Some of Seifu's customers and supporters have been to Ethiopia or have loved ones there and want to understand what life is like in the East African nation. Some, like this father, just love the food and culture. He says he discovered Ethiopian food while in Washington, DC, and has been sampling Ethiopian restaurants around the country ever since. Then, of course, local Ethiopians, of which there are anywhere between two and four dozen by unofficial counts, come to Tana, wanting the same thing that Seifu and Martha want—a place to enjoy a semblance of home. Many of these supporters and regulars share with Seifu their ideas for helping Tana succeed. Even Martha, who's known Seifu for 20 years now, came to work at the restaurant, in part, for his sake. Seifu seems to attract this kind of help and personal investment.

Exercise
Reproduce the passage about Tana from "Some of Seifu's" up to and including "and personal investment.". The data here has no connection to the passage about Tana.

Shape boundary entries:
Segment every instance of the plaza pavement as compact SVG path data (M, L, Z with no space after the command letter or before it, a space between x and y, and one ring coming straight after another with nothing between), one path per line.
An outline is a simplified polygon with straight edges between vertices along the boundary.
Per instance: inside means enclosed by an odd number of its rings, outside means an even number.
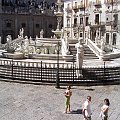
M1 78L0 78L1 79ZM92 120L100 120L103 99L110 99L109 120L120 120L120 86L72 87L70 114L64 114L63 86L0 82L0 120L83 120L82 103L92 96Z

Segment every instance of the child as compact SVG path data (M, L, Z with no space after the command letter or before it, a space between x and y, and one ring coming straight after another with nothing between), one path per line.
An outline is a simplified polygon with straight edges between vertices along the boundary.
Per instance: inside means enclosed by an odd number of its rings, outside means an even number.
M70 97L72 95L72 91L70 90L71 87L68 86L66 91L64 92L65 98L66 98L66 109L65 109L65 113L67 113L67 111L70 112Z

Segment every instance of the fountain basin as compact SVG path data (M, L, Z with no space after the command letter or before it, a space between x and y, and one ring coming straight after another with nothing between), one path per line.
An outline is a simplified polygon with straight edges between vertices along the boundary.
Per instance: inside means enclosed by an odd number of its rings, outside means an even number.
M23 59L24 54L23 53L3 53L3 57L10 58L10 59Z

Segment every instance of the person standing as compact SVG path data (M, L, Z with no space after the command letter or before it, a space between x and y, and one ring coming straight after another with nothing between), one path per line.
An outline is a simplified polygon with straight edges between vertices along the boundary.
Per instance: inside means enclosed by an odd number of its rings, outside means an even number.
M72 95L72 91L70 90L71 89L71 86L68 86L66 91L64 92L64 95L65 95L65 98L66 98L66 108L65 108L65 112L64 113L67 113L67 111L70 112L70 97Z
M101 120L108 120L109 99L104 99L104 105L101 107L100 117Z
M83 108L82 108L82 113L84 116L84 120L91 120L91 96L87 96L87 100L84 102L83 104Z

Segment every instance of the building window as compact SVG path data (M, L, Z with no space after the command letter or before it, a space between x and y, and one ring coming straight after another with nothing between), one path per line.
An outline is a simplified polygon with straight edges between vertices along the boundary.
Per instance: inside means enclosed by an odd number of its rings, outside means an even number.
M80 37L82 37L82 33L80 33Z
M11 23L7 23L6 27L10 28L11 27Z
M40 27L40 25L39 24L36 24L36 28L39 28Z
M22 25L23 28L26 27L26 24L25 24L25 23L22 23L21 25Z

Answer below
Some of Seifu's customers and supporters have been to Ethiopia or have loved ones there and want to understand what life is like in the East African nation. Some, like this father, just love the food and culture. He says he discovered Ethiopian food while in Washington, DC, and has been sampling Ethiopian restaurants around the country ever since. Then, of course, local Ethiopians, of which there are anywhere between two and four dozen by unofficial counts, come to Tana, wanting the same thing that Seifu and Martha want—a place to enjoy a semblance of home. Many of these supporters and regulars share with Seifu their ideas for helping Tana succeed. Even Martha, who's known Seifu for 20 years now, came to work at the restaurant, in part, for his sake. Seifu seems to attract this kind of help and personal investment.